> _DO THIS_:
Please give every line of the items below as a numbered list, skipping any blank lines.

= = =

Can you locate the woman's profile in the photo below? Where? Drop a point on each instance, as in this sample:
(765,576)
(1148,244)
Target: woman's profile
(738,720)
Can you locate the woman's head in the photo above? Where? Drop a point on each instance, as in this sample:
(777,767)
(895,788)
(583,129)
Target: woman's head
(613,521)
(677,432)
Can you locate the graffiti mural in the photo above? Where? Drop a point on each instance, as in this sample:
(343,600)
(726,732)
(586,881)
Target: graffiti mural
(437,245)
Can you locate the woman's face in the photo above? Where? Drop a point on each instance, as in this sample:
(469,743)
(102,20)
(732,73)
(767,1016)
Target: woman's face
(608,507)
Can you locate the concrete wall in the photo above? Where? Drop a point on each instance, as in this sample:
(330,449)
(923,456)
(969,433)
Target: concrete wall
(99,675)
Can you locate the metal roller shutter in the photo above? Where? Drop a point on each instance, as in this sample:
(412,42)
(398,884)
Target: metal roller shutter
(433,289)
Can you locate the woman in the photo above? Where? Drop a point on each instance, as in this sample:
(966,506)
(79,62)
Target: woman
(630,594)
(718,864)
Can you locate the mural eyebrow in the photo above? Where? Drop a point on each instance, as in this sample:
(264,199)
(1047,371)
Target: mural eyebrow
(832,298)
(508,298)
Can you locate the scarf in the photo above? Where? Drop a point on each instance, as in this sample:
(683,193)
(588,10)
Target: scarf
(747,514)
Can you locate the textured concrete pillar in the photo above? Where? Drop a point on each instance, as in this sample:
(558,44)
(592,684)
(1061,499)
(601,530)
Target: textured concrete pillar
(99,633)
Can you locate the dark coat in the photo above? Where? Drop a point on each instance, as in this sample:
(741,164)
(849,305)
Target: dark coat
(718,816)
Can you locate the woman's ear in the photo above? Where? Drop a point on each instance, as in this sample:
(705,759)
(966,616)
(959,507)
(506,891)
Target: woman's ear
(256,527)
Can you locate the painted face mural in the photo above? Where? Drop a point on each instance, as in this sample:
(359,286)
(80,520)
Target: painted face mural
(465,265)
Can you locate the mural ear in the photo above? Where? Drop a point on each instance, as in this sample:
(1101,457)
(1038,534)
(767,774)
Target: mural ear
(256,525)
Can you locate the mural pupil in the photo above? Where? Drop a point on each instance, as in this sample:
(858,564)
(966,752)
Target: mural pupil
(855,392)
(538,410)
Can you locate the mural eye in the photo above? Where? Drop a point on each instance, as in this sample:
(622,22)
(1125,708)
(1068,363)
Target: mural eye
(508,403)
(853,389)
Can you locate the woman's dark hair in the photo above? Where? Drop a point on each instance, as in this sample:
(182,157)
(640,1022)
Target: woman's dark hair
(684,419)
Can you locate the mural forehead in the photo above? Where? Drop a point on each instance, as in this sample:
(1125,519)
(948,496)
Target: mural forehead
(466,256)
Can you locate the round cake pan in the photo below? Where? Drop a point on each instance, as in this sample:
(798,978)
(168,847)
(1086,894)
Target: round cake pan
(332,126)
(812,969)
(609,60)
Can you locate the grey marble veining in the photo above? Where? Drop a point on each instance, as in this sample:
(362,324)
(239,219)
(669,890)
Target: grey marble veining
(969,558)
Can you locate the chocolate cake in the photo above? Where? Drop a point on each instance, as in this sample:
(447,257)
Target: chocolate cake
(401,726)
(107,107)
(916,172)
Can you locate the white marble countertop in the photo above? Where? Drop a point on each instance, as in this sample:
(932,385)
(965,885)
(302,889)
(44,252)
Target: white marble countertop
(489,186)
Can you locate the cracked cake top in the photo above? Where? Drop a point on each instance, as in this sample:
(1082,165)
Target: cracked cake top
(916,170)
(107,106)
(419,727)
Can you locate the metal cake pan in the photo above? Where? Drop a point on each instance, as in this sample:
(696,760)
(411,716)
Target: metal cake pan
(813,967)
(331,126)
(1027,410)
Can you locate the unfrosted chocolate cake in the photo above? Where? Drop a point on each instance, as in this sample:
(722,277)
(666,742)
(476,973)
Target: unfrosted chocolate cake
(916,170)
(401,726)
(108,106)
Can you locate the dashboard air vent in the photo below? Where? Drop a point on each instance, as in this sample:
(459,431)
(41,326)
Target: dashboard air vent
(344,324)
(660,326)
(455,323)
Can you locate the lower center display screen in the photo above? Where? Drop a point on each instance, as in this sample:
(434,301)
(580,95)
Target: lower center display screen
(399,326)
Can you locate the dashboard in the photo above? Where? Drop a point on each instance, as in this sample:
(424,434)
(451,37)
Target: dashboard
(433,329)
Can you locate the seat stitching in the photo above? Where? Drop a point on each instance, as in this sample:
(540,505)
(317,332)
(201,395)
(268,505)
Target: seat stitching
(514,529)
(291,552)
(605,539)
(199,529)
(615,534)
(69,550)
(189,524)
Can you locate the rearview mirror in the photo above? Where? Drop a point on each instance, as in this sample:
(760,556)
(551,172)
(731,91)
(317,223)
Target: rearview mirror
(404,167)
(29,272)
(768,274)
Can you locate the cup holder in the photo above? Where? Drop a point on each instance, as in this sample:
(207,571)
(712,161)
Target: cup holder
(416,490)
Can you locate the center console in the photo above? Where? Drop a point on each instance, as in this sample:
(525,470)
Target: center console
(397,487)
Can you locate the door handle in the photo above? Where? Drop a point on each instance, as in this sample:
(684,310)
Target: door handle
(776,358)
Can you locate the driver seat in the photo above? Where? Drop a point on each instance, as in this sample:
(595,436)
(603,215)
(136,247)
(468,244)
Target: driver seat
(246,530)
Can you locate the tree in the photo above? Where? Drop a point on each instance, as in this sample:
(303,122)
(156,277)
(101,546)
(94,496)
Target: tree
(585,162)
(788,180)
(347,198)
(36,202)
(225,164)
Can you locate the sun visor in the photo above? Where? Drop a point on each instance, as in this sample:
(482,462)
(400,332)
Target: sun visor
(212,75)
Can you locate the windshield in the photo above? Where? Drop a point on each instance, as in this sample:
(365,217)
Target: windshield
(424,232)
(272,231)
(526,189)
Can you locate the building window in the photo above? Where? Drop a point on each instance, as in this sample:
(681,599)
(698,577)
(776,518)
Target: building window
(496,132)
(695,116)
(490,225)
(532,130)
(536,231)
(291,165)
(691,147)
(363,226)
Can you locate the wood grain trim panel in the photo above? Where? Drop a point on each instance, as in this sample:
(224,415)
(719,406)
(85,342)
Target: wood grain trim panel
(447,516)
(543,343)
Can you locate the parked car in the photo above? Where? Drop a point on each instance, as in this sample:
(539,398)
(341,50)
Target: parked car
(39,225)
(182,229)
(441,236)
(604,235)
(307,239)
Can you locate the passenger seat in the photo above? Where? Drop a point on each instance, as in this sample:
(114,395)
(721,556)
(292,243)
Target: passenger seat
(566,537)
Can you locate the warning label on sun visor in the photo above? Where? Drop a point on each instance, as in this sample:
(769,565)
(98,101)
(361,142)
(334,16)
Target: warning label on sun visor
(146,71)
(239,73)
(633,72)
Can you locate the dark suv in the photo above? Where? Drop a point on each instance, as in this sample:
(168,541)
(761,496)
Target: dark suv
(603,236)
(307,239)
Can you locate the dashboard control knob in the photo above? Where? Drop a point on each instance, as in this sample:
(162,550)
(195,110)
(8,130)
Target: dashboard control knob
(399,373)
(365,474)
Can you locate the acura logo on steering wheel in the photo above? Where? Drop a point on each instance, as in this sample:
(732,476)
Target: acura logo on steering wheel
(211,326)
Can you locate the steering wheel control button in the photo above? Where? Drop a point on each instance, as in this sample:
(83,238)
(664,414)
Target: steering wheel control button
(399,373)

= = =

> _COMPLETE OUTPUT_:
1. Can you locate the woman's profile in the photo below? Where? Drop a point on each instance, as in this sample:
2. (765,576)
3. (1148,244)
4. Target: woman's profile
5. (738,720)
6. Can you locate the woman's head in the photo above? Where? Drop a point on each instance, as in this sample:
7. (777,767)
8. (895,788)
9. (583,129)
10. Target: woman's head
11. (613,521)
12. (677,432)
13. Can you locate the graffiti mural in the photo above? Where? Drop a point on each instance, as in this sample:
14. (343,600)
15. (726,732)
16. (586,881)
17. Target: graffiti mural
18. (437,245)
19. Can you locate the woman's face in the photo above? Where? Drop a point on each instance, as in this sample:
20. (469,743)
21. (102,20)
22. (732,73)
23. (767,1016)
24. Target: woman's face
25. (608,507)
26. Can you locate the concrete wall in the photo above? Where? Drop a point on each instance, as in this sample:
27. (330,449)
28. (923,456)
29. (969,433)
30. Target: concrete wall
31. (99,675)
32. Can you locate the metal roller shutter in the photo above? Where? Drop a point on each instance, as in this sample:
33. (412,42)
34. (398,884)
35. Target: metal roller shutter
36. (433,289)
37. Can you locate the woman in the photo above? Where? Drop a point on each instance, as in this sample:
38. (966,506)
39. (79,62)
40. Target: woman
41. (630,594)
42. (718,864)
43. Can you locate the mural eyebrow in the photo above? Where? Drop a point on each instance, as in this sample:
44. (264,199)
45. (1047,371)
46. Target: mural eyebrow
47. (832,298)
48. (508,298)
49. Can you locate the scarf in the photo above? Where? Drop a point on each instance, as in this sample:
50. (683,193)
51. (588,10)
52. Target: scarf
53. (747,514)
54. Can you locate the textured concrete pillar in the photo above? Where? Drop a point on each instance, as in this sample:
55. (558,44)
56. (592,684)
57. (1061,499)
58. (601,530)
59. Target: textured concrete pillar
60. (99,633)
61. Can you locate the dark coat in the photo above? Where? Drop a point on each instance, as in this sample:
62. (741,164)
63. (849,305)
64. Target: dark coat
65. (718,816)
66. Can you locate the woman's ear in the photo above? Where? Drop a point on each instance, as in this sample:
67. (705,759)
68. (966,616)
69. (959,507)
70. (506,891)
71. Target: woman's ear
72. (256,527)
73. Can you locate the painted face mural in the photo above? Where? Drop a point on each instance, as in this sample:
74. (359,286)
75. (80,520)
76. Target: painted face mural
77. (465,265)
78. Can you locate the mural ear in the photo above? Where? Drop a point on each instance, as in this sample:
79. (1101,457)
80. (1038,534)
81. (767,774)
82. Target: mural ear
83. (256,525)
84. Can you locate the mural pupil in the photo above? Where? Drop a point on each instance, as in this sample:
85. (858,564)
86. (966,752)
87. Target: mural pupil
88. (855,392)
89. (538,410)
90. Can you locate the mural eye in the photo above? Where? Drop a point on each instance, as in this sample:
91. (622,22)
92. (1125,708)
93. (1068,363)
94. Target: mural eye
95. (508,403)
96. (853,389)
97. Can you locate the woman's dark hair in the photo above? Where? Drop a point on each instance, as in this sample:
98. (182,157)
99. (640,1022)
100. Target: woman's dark hair
101. (684,419)
102. Can you locate the mural forehead in the photo above? Where? Drop a point on each instance, as in this sample:
103. (1125,519)
104. (948,496)
105. Target: mural forehead
106. (466,256)
107. Can you locate the round cake pan in the photo below? Where? Drop a point on each instance, as in this sample:
108. (798,978)
109. (168,847)
110. (1086,894)
111. Target: round cake pan
112. (332,126)
113. (812,969)
114. (609,60)
115. Can you locate the grey marble veining in the photo above? Where? Drop a point on each instance, as in this sample:
116. (362,324)
117. (239,219)
118. (669,890)
119. Target: grey marble veining
120. (969,558)
121. Can you locate the chocolate cake in the photo above? Where? Drop a point on each instance, as in this sample:
122. (447,257)
123. Target: chocolate cake
124. (401,726)
125. (107,107)
126. (916,172)
127. Can you locate the white marble countertop in the photo above? Where? Drop a point on each instance, as in this sample:
128. (932,385)
129. (965,885)
130. (302,889)
131. (44,252)
132. Target: white marble countertop
133. (489,186)
134. Can you locate the cracked cake top in the photo above? Where? Drop a point on each instance, as in this sample:
135. (1082,165)
136. Target: cracked cake top
137. (916,170)
138. (107,106)
139. (419,727)
140. Can you locate the metal cake pan in the photo above? Where? Drop a point on each instance, as in this sample:
141. (696,760)
142. (411,716)
143. Target: metal cake pan
144. (813,967)
145. (331,126)
146. (1027,410)
147. Can you locate the unfrosted chocolate cake in the photo above? Where? Drop a point on each instance, as in this sample:
148. (722,277)
149. (666,742)
150. (476,973)
151. Target: unfrosted chocolate cake
152. (916,170)
153. (401,726)
154. (108,106)
155. Can you locate the dashboard air vent in the photo below? Where? Drop a point on each instance, as in this sample:
156. (459,431)
157. (41,326)
158. Target: dashboard air vent
159. (344,324)
160. (660,326)
161. (455,323)
162. Can you locate the lower center display screen in the photo above? Where? Drop a point on each instance, as in this sample:
163. (434,301)
164. (580,95)
165. Target: lower center display screen
166. (399,326)
167. Can you locate the dashboard in the photo above? Where? Drop a point on each instance, as in this sample:
168. (424,434)
169. (451,37)
170. Target: dashboard
171. (433,329)
172. Can you locate the seat stitching in the photo above? Where? Drop a point on each instance, as in this sample:
173. (540,505)
174. (317,332)
175. (201,395)
176. (268,505)
177. Target: seat stitching
178. (514,529)
179. (291,552)
180. (605,539)
181. (199,529)
182. (615,534)
183. (69,550)
184. (189,524)
185. Can you locate the rearview mirror in the photo above? Where? Drop a point on each instance, as in this sample:
186. (760,556)
187. (551,172)
188. (731,91)
189. (317,223)
190. Target: rearview mirror
191. (404,167)
192. (29,272)
193. (768,274)
194. Can you locate the cup holder in the photo above? Where? Drop a point on each instance, as in this sample:
195. (207,571)
196. (712,161)
197. Target: cup holder
198. (416,490)
199. Can you locate the center console in the photo above? Where? Drop a point on each instance, as in this sample:
200. (525,470)
201. Target: center console
202. (397,487)
203. Can you locate the door handle in the photo above? Where? Drop a point on each instance, as in this sample:
204. (684,310)
205. Target: door handle
206. (776,358)
207. Can you locate the driver seat in the photo above? Where? Drop a point on each instance, as in this sample:
208. (595,436)
209. (603,215)
210. (136,247)
211. (468,244)
212. Target: driver seat
213. (246,530)
214. Can you locate the tree in the photo above? Where? Drop a point on each instance, as in this sample:
215. (303,122)
216. (156,277)
217. (101,546)
218. (94,496)
219. Target: tree
220. (585,162)
221. (788,180)
222. (347,198)
223. (36,202)
224. (225,164)
225. Can you locate the sun visor in the photo above? Where? Drop a point on each instance, as in this sample:
226. (482,462)
227. (400,332)
228. Target: sun visor
229. (212,75)
230. Can you locate the windshield in the photo above? Where? Drop a point on each instance, as in this sample:
231. (365,217)
232. Target: windshield
233. (424,232)
234. (272,231)
235. (526,189)
236. Can you locate the building window in the photo above? Where? Drop a point on each instance, as in this sample:
237. (681,599)
238. (698,577)
239. (776,518)
240. Target: building window
241. (496,132)
242. (695,116)
243. (490,225)
244. (532,130)
245. (536,231)
246. (291,165)
247. (691,147)
248. (363,226)
249. Can you locate the wood grain trim panel in the photo above? Where? Drop a point on each instance, as in this sample:
250. (224,415)
251. (719,406)
252. (85,342)
253. Target: wood grain trim panel
254. (447,516)
255. (543,343)
256. Can you locate the parked car in the photo above? Where? Drop a point on each instance, as in this sample:
257. (539,398)
258. (341,50)
259. Target: parked car
260. (39,225)
261. (182,229)
262. (441,236)
263. (604,235)
264. (307,239)
265. Can you locate the passenger seat in the photo above? Where? Drop a point on each instance, as in this sample:
266. (114,395)
267. (721,556)
268. (292,243)
269. Target: passenger seat
270. (566,537)
271. Can you locate the warning label on sun visor in the photo above? Where? Drop a point on each instance, as in this sample:
272. (769,565)
273. (98,101)
274. (361,142)
275. (334,16)
276. Target: warning label on sun visor
277. (146,71)
278. (239,73)
279. (633,72)
280. Can you locate the dark suv in the photo above? Where? Drop a point on each instance, as in this sample:
281. (168,541)
282. (761,496)
283. Target: dark suv
284. (603,236)
285. (307,239)
286. Can you locate the dashboard control knob in the photo above? Where? Drop a point on each instance, as in this sample:
287. (162,550)
288. (195,110)
289. (8,130)
290. Target: dashboard control knob
291. (399,373)
292. (365,474)
293. Can you locate the acura logo on steering wheel in the photo above? Where? Drop a point on each instance, as in this sample:
294. (732,476)
295. Target: acura logo on steering wheel
296. (211,326)
297. Can you locate the steering wheel control button in the photo above? Where? Drop a point on each instance, as in this sample:
298. (83,238)
299. (664,414)
300. Target: steering wheel control button
301. (399,373)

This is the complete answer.